-- Start of PROVIDED DATA --

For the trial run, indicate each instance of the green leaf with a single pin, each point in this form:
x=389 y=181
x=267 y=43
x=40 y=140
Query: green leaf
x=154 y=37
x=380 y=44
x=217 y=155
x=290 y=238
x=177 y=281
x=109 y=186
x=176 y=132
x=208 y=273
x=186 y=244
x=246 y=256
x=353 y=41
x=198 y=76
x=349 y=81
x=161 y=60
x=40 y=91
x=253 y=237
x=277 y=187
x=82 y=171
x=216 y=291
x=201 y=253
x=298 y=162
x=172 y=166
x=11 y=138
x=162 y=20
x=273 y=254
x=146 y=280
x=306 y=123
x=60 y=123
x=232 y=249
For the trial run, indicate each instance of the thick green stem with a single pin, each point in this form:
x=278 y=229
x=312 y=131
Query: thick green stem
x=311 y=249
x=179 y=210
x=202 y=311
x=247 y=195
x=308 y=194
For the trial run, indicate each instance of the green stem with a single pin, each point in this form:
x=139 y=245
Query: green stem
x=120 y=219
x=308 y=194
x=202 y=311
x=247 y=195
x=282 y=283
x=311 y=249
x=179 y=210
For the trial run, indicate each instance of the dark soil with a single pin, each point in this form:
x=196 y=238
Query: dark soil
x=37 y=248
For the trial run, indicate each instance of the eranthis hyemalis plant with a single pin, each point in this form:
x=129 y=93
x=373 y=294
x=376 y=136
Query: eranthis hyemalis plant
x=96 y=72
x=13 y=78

-- End of PROVIDED DATA --

» **EXERCISE OBJECTIVE**: Reproduce all of the data above word for word, from its first line through its last.

» **TASK ANSWER**:
For the trial run, indicate each instance of the green leaf with a single pin, each point in this form:
x=389 y=181
x=267 y=43
x=40 y=140
Query: green leaf
x=154 y=37
x=380 y=44
x=217 y=155
x=290 y=238
x=177 y=281
x=109 y=186
x=176 y=132
x=208 y=273
x=186 y=244
x=246 y=256
x=353 y=41
x=198 y=76
x=349 y=81
x=161 y=60
x=40 y=91
x=253 y=237
x=277 y=187
x=82 y=171
x=216 y=291
x=201 y=253
x=298 y=162
x=172 y=166
x=11 y=138
x=162 y=20
x=273 y=254
x=146 y=280
x=306 y=123
x=60 y=123
x=232 y=249
For the trial run, indicate each instance of the thick green stem with a single pin, each point in this form:
x=278 y=229
x=312 y=131
Query: thick green stem
x=311 y=249
x=179 y=210
x=202 y=311
x=247 y=195
x=308 y=194
For the trial run, indicate each instance of the green stem with a single pin, each point in this form:
x=139 y=245
Query: green stem
x=120 y=219
x=308 y=194
x=202 y=311
x=247 y=195
x=282 y=283
x=311 y=249
x=179 y=210
For the trial run, indicate each instance of the dark soil with a single pin, each point in this form:
x=196 y=238
Query: dark soil
x=37 y=248
For the trial run, indicate each instance of the eranthis hyemalis plant with a single pin, each point in this form:
x=129 y=93
x=373 y=294
x=376 y=136
Query: eranthis hyemalis plant
x=96 y=72
x=13 y=78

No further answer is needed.